Study material Start Marker
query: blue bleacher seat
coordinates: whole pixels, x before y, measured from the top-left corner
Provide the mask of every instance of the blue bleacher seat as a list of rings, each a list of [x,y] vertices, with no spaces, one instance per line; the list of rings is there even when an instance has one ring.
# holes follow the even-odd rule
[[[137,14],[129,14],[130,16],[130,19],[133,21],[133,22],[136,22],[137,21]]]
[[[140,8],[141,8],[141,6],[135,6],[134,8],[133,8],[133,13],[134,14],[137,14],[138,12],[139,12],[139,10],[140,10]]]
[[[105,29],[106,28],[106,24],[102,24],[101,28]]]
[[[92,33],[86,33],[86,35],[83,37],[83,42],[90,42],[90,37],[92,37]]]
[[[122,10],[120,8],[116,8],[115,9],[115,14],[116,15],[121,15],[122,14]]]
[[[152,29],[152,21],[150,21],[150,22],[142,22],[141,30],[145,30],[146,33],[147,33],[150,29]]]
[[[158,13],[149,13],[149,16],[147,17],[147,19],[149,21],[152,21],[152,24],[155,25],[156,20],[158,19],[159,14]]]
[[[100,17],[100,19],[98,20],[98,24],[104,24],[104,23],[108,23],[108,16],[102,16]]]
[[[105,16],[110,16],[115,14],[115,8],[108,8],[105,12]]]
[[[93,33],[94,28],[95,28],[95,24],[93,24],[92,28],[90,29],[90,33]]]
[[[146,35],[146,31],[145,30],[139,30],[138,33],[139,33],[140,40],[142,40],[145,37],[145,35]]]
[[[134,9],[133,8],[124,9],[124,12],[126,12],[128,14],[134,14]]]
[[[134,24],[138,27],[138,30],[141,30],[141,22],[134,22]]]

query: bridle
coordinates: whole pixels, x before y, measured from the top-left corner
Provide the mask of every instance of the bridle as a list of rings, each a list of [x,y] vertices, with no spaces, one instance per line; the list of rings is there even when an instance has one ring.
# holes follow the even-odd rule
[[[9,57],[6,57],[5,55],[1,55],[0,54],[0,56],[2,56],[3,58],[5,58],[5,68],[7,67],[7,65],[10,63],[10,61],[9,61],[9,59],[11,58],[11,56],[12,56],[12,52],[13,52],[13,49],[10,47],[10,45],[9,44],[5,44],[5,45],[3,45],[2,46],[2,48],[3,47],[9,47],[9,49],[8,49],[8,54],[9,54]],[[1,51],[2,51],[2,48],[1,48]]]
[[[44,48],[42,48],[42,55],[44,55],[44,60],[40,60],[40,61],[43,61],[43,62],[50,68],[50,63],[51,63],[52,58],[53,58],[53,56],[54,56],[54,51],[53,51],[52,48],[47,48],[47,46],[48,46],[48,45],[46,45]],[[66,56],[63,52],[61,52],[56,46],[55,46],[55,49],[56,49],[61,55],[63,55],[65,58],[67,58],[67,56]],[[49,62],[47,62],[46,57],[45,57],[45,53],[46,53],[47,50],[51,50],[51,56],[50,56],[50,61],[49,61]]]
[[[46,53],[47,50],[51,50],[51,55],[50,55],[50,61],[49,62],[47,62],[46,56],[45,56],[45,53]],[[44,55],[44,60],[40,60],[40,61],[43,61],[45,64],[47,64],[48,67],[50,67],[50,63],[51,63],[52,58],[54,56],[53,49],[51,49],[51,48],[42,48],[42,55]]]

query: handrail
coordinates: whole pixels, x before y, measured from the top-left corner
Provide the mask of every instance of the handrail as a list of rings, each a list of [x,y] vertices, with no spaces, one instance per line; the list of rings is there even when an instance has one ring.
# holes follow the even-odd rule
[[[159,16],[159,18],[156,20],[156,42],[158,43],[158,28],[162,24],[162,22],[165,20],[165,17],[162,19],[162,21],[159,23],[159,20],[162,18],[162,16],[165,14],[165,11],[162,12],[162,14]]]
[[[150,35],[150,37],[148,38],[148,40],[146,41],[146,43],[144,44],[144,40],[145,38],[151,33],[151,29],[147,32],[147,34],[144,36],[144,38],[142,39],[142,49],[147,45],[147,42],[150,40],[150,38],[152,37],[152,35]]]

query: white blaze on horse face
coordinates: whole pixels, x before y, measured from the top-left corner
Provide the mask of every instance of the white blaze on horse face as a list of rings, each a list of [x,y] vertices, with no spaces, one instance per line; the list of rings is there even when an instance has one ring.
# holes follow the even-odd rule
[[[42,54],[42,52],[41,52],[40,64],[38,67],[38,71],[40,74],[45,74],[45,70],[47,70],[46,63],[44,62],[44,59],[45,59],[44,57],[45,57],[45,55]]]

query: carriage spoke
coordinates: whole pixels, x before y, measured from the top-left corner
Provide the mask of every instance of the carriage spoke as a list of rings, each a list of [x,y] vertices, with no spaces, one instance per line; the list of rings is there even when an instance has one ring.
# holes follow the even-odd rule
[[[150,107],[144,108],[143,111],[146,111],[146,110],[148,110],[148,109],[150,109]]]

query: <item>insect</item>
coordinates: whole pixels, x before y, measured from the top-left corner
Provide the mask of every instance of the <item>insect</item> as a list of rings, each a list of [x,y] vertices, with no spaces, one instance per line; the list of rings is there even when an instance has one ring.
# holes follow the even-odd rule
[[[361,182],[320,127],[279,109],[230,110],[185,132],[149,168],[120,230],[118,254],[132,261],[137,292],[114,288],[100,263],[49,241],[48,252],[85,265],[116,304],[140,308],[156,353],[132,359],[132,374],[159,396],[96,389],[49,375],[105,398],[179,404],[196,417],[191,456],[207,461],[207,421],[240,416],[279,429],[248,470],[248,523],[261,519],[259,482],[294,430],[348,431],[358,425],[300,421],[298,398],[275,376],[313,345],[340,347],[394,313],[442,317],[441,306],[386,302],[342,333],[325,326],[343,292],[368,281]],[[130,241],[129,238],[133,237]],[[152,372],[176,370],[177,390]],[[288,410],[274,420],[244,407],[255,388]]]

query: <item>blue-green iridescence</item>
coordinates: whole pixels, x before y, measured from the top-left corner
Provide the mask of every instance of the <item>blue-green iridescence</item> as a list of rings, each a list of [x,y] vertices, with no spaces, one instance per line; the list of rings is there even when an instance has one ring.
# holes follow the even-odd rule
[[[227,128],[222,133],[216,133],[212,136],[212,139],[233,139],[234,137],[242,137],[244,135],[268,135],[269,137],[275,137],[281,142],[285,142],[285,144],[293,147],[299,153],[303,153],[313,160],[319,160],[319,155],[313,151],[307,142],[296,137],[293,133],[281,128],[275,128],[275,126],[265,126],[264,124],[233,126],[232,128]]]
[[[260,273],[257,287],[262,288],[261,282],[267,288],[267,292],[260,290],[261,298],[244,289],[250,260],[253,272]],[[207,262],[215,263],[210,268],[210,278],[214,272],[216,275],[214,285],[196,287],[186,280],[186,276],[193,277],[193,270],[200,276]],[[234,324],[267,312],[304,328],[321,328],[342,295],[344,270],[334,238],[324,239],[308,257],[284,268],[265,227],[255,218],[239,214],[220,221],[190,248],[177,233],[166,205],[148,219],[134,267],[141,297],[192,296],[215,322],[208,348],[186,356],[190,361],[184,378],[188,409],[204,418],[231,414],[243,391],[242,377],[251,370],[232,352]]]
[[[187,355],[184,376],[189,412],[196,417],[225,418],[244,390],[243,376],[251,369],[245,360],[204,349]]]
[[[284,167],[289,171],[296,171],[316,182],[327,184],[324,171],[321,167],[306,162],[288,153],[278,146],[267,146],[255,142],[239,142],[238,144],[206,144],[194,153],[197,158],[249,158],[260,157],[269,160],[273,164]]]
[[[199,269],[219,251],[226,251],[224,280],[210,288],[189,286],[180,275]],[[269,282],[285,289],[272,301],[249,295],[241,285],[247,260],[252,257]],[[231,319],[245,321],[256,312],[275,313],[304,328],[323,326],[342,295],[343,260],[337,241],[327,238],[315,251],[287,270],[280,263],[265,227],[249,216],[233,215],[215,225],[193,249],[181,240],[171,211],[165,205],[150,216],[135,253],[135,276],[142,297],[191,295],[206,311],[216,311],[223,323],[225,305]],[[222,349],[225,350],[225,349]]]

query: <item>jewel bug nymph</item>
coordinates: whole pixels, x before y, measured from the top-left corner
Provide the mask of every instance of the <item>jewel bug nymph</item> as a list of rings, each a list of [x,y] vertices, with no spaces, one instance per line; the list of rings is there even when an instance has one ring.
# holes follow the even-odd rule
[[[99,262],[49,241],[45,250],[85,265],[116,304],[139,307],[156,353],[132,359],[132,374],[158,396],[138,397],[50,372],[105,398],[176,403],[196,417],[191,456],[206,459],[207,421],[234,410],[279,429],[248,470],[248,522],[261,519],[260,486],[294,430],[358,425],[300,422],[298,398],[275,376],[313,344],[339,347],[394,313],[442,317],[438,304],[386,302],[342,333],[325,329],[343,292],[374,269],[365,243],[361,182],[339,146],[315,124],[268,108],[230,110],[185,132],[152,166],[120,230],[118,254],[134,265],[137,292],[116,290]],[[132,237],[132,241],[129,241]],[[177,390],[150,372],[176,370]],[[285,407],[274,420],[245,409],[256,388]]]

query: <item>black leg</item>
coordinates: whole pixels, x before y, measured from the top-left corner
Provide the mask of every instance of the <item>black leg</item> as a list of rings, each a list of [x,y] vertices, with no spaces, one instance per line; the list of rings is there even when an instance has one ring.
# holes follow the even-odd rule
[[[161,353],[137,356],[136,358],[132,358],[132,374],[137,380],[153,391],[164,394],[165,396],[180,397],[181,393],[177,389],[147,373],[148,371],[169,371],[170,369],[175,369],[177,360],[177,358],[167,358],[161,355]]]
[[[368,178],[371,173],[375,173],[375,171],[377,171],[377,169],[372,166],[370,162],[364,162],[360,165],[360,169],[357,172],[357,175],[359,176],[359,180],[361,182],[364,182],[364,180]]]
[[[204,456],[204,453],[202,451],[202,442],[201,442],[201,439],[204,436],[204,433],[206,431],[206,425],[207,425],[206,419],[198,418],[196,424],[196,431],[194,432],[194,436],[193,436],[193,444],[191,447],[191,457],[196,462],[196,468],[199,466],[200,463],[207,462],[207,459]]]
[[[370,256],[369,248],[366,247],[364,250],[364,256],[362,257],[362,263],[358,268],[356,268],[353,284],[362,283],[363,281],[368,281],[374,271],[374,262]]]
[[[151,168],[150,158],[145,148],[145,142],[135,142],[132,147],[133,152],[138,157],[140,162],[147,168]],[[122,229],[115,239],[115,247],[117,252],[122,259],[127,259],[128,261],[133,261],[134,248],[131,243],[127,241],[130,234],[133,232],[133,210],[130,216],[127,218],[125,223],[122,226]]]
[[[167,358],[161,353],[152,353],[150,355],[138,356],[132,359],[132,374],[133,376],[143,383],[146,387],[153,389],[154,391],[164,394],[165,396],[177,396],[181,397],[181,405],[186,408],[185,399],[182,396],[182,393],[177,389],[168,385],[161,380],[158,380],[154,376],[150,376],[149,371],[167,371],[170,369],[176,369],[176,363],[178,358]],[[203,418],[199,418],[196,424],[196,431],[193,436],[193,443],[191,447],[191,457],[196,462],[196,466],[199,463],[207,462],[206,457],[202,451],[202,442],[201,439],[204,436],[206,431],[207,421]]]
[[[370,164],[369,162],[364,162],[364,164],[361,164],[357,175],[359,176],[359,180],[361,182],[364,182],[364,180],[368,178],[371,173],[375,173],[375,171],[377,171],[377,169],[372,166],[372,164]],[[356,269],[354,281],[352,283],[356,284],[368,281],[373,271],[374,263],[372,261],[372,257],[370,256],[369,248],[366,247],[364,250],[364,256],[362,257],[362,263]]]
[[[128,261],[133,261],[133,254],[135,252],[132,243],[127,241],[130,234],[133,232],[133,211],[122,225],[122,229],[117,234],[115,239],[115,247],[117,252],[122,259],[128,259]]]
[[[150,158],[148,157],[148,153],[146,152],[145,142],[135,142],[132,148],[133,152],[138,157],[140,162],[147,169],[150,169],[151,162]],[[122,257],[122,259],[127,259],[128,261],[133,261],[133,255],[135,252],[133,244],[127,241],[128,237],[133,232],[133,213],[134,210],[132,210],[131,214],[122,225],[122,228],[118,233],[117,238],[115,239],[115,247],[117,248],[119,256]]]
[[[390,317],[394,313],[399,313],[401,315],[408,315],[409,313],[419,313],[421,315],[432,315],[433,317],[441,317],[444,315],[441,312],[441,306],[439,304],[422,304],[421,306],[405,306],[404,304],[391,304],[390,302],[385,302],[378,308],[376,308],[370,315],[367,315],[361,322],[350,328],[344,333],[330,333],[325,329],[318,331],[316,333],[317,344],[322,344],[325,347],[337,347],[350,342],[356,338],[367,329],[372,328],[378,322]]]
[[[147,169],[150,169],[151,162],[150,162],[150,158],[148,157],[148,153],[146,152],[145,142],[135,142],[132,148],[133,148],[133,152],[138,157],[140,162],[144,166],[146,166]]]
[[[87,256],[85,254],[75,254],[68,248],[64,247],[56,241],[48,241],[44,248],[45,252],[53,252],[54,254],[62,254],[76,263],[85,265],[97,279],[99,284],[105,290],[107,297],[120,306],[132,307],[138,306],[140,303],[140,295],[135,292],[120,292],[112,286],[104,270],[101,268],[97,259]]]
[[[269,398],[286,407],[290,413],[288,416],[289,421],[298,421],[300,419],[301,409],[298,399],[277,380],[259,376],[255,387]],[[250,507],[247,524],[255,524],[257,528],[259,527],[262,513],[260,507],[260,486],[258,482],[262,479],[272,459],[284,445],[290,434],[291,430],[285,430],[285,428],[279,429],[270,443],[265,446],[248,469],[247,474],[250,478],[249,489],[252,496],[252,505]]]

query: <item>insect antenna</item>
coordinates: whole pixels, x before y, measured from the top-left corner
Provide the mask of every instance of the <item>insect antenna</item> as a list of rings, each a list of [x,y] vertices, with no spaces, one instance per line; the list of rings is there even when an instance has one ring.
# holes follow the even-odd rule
Study material End Marker
→ Brief: Your task is to repeat the records exactly. Begin at their first line and stop after the line containing "Provide the mask of every instance of the blue".

→ Answer box:
query: blue bleacher seat
coordinates: whole pixels, x before y, measured from the top-left corner
Provide the mask of every instance of the blue bleacher seat as a list of rings, each a list of [x,y] vertices, with no spaces, one instance per line; the list of rings is there even when an instance has one ring.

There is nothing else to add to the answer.